The problem >> Each line of the records needs to be written out exactly, with any image left out.

Region pointing data
+++++
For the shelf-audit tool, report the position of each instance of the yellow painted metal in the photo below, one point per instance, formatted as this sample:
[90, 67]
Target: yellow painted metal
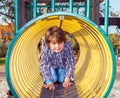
[93, 70]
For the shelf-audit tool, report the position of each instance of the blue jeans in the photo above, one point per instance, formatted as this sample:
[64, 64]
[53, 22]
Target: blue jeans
[58, 75]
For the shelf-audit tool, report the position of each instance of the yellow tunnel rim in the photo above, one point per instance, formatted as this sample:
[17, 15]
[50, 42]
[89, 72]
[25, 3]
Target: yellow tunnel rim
[28, 25]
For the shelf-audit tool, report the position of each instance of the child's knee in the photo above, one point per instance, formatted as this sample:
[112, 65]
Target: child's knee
[55, 79]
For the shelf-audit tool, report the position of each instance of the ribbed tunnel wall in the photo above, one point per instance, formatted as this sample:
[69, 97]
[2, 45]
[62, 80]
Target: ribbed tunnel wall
[95, 69]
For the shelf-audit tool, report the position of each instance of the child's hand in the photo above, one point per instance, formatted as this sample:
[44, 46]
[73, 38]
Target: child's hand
[50, 86]
[67, 82]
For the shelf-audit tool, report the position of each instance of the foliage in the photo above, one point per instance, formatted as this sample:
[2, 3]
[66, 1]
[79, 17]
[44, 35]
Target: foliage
[3, 47]
[115, 40]
[2, 61]
[7, 10]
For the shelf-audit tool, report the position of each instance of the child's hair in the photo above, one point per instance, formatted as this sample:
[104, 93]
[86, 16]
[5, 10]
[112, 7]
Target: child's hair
[55, 35]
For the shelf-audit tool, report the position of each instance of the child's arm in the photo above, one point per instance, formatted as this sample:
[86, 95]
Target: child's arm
[50, 86]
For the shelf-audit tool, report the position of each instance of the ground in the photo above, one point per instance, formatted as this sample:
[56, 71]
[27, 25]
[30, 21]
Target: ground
[4, 87]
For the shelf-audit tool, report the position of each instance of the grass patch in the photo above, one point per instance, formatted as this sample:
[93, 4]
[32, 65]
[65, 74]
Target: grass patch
[2, 61]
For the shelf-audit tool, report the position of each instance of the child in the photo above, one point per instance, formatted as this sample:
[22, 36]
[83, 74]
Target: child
[57, 59]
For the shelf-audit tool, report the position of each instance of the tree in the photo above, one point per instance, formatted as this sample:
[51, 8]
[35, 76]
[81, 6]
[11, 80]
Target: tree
[7, 11]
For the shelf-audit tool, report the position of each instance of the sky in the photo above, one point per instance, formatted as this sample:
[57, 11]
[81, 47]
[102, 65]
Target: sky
[115, 6]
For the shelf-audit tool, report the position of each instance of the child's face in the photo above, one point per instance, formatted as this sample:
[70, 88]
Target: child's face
[56, 47]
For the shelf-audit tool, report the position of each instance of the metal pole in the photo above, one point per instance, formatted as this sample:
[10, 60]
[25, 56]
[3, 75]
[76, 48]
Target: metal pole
[34, 8]
[106, 17]
[16, 16]
[71, 5]
[53, 5]
[88, 4]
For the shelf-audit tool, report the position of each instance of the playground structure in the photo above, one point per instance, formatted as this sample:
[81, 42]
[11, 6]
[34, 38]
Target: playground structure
[96, 67]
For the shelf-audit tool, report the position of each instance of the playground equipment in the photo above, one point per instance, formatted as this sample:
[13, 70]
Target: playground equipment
[95, 69]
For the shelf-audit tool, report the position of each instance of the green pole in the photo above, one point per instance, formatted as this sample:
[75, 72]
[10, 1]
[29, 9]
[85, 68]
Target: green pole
[34, 8]
[53, 5]
[88, 4]
[71, 5]
[106, 17]
[16, 15]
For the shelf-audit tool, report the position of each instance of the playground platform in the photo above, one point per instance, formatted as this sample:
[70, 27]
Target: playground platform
[4, 87]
+++++
Exercise solution >>
For the shelf-audit tool, report the position of each instance of the yellow painted metal in the photo below, one point per instance, formatted as this sample:
[90, 67]
Target: yellow painted metal
[93, 70]
For the shelf-audit tool, report the position of each instance of the blue jeans in the photo above, one point per instance, formatted as this sample:
[64, 64]
[53, 22]
Target: blue jeans
[58, 75]
For the shelf-audit tool, report the position of each instance of the yellow tunnel rim in the photo above, one point per instance, formatted as this sample:
[17, 15]
[50, 42]
[89, 72]
[25, 3]
Target: yellow tunnel rim
[28, 25]
For the shelf-audit tool, report the position of each instance of the child's knee in the photo above, one point per instance, formatted as this sample:
[112, 65]
Target: child's knee
[55, 79]
For the shelf-audit tool, report the position of each instance of the ribbed tunnel wall in the photo above, one point per instance, formatted as this sample:
[69, 97]
[2, 45]
[62, 80]
Target: ribbed tunnel wall
[95, 69]
For the shelf-audit tool, report the position of each instance of the child's hand in the photo above, one point per instance, formatted as this sample:
[44, 46]
[73, 38]
Target: child's hand
[50, 86]
[67, 82]
For the shelf-audit tool, report the position of each instance of the foliage in the photo above, one point per instance, formatted as this sample:
[2, 3]
[66, 1]
[79, 17]
[44, 35]
Target: foliage
[3, 47]
[115, 40]
[2, 61]
[7, 10]
For the shelf-audit tool, report the position of each instance of the child's hair in the photo above, one point per instance, formatted as this sample:
[104, 93]
[86, 16]
[5, 10]
[112, 7]
Target: child's hair
[55, 35]
For the shelf-audit tool, report the position of each instance of the child's arm in the photo above, one point per instance, formatted as this sample:
[86, 95]
Target: child's arm
[50, 86]
For the shelf-audit tool, report the position of each instance of the ground in the photo above, one point per instance, formatted as this sample:
[56, 71]
[27, 25]
[30, 21]
Target: ground
[4, 87]
For the shelf-audit tool, report the position of each instance of the grass patch in the photo above, one point per instance, formatted as this sample:
[93, 4]
[32, 65]
[65, 74]
Target: grass patch
[2, 61]
For the shelf-audit tool, report the position of each instance of the child in the photo above, one point per instance, formatted as this sample:
[22, 36]
[83, 74]
Target: child
[57, 59]
For the shelf-audit tool, report the position of each instance of the tree in the photo above, one point per instance, formatted as this sample:
[51, 8]
[35, 76]
[81, 6]
[11, 80]
Target: tree
[7, 11]
For the shelf-audit tool, report the position of each instance of the sky in the photo above, one point per instance, formatted as this sample:
[57, 11]
[81, 47]
[102, 65]
Target: sky
[115, 6]
For the shelf-audit tool, report the position of each instance of the child's face in the photo above, one point per instance, formatted as this sample:
[70, 88]
Target: child's face
[56, 47]
For the shelf-audit tool, report the position of each instance of the metal pole in the photo above, one point per instance, formatted as this sample:
[10, 60]
[25, 56]
[3, 75]
[76, 48]
Target: metal pole
[34, 8]
[106, 17]
[16, 16]
[71, 5]
[53, 5]
[88, 4]
For the shelf-audit tool, report the position of each instance of the playground structure in the photo above, one point per instance, formatted as this sample:
[81, 42]
[11, 6]
[34, 38]
Target: playground structure
[96, 67]
For the shelf-audit tool, report the position of each instance of the playground equipment in the photo above, one point per instance, formatted as this sample:
[13, 70]
Target: playground equipment
[95, 69]
For the shelf-audit tool, report the position of each instance of the green pole in the photo above, one point per instance, formatted as this sample:
[75, 72]
[10, 1]
[29, 9]
[85, 68]
Target: green pole
[34, 8]
[53, 5]
[88, 4]
[71, 5]
[106, 17]
[16, 15]
For the shelf-audit tool, report the position of each instance of the playground platform in the photo above, one point per instance, formatted as this sample:
[70, 27]
Target: playground platform
[4, 87]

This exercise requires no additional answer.